■ **PASSAGE TO READ**
Graph cuts are being increasingly used in computer vision as an energy minimization technique. One of the primary reasons behind this growing popularity is the availability of numerous algorithms with excellent algorithmic complexity for solving the st-mincut problem [1]. Greig et al. [11] showed that the exact maximum a-posteriori (MAP) solution of a two label pairwise Markov Random Field (MRF) can be obtained in polynomial time by finding the st-mincut on the equivalent graph. This result has been extended by [12] for MRFs with multiple labels and convex priors. This equivalence between the st-mincut problem and MAP-MRF estimation makes graph cuts extremely important, especially considering the fact that the probability distributions of interacting labels of many problems such as image segmentation, stereo, image restoration can be modelled using MRFs. It has also been shown that a strong local optima of a MRF under the generalized Potts, and linear clique potential models can be obtained using graph cuts [5]. These are excellent results considering that the size of the state-space for the labelling problem is exponential in the number of nodes (sites) and the problem in general is NP-hard.

Given the solution to a MRF, the question arises as to whether this solution can help in solving another similar MRF with slightly different energy terms. For instance, this is the case when image segmentation is performed on the frames of a video where the data (image) in the problem changes from one time instance to the next. The MAP solution of the MRF representing the problem at the previous time instant should intuitively be a good initialization for the energy minimization procedure. If the change in the MRF is relatively small from one time instant to the next, such an initialization should substantially speed up the inference process since the time taken to find a new solution should be proportional to the change in the energy function. Within this paper we show that for the st-mincut/max-flow problem, this corresponds to the use of flows obtained in the solution of the previous problem instance in finding the solution to the next problem instance as seen in figure 1.

Dynamic image segmentation using Graph Cuts

Figure 1: Dynamic image segmentation using Graph Cuts. The images in the first column are two consecutive frames of a video sequence and their respective segmentations, with the first image showing the user segmentation seeds (which are used as soft constraints on the segmentation). In column 2, we observe the n-edge flows obtained corresponding to the MAP solution of the MRFs representing the two problems. It can be clearly seen that the flows corresponding to the segmentations are similar. The flows from the first segmentation were used for finding the segmentation for the second frame. The time taken for this procedure was much less compared to that taken for finding the flows from scratch.

Such an algorithm for the max-flow problem would belong to a broad category of algorithms which are referred to as dynamic. These algorithms solve a problem by dynamically updating the solution of the previous problem instance. Their goal is to be more efficient than a recomputation of the problem solution after every change from scratch. Given a directed weighted graph, a fully dynamic algorithm should allow for unrestricted modification of the graph.

Records from a point labeling set
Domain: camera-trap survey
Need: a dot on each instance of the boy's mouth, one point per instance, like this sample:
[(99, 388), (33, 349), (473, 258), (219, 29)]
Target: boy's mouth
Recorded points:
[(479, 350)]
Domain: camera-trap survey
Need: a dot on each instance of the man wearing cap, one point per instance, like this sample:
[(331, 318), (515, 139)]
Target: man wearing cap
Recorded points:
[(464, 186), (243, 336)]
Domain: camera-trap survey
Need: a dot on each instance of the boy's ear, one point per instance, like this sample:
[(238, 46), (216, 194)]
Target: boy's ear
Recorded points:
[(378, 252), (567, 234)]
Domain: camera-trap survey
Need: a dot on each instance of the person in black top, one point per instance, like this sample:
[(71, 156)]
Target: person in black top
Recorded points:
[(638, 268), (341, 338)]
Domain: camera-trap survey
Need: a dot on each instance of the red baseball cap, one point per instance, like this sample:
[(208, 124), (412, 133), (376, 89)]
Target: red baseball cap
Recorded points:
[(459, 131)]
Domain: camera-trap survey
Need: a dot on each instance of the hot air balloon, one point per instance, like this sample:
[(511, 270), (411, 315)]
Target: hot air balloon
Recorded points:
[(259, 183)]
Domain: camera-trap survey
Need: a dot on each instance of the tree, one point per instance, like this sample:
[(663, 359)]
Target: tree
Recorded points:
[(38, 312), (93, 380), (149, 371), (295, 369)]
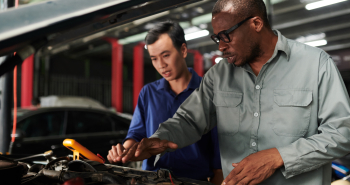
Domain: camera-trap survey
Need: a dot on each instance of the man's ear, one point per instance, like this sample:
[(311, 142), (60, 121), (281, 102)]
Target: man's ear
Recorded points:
[(258, 23), (184, 50)]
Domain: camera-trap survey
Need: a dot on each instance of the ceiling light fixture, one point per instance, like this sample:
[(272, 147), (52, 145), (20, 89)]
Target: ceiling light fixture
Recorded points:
[(317, 43), (322, 3), (196, 35)]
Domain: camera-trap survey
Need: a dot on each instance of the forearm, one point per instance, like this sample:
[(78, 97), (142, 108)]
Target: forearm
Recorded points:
[(218, 177), (195, 117), (129, 143)]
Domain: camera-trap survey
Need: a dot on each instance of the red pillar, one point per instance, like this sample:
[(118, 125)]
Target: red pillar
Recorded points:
[(138, 71), (198, 62), (117, 74), (27, 81)]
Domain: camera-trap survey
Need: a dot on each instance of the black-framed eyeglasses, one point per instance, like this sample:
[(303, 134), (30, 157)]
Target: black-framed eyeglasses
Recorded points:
[(224, 35)]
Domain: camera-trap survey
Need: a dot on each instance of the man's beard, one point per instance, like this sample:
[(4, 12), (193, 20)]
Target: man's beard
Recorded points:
[(254, 52)]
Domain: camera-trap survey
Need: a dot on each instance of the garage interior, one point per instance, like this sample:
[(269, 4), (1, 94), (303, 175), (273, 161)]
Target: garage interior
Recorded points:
[(102, 56)]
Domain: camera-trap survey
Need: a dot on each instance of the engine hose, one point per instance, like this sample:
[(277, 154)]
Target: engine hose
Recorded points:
[(56, 160), (104, 177)]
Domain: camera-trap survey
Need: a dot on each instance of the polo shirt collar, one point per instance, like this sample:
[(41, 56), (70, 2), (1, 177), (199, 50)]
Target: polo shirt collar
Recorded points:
[(282, 44), (164, 84)]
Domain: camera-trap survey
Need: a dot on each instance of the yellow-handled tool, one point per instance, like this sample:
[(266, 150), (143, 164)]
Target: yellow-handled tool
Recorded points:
[(80, 150)]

■ **YOUR TASK**
Transcribe the paragraph from the graph cuts text, from "Such an algorithm" to "of the graph.".

■ **SOLVED PROBLEM**
Such an algorithm for the max-flow problem would belong to a broad category of algorithms which are referred to as dynamic. These algorithms solve a problem by dynamically updating the solution of the previous problem instance. Their goal is to be more efficient than a recomputation of the problem solution after every change from scratch. Given a directed weighted graph, a fully dynamic algorithm should allow for unrestricted modification of the graph.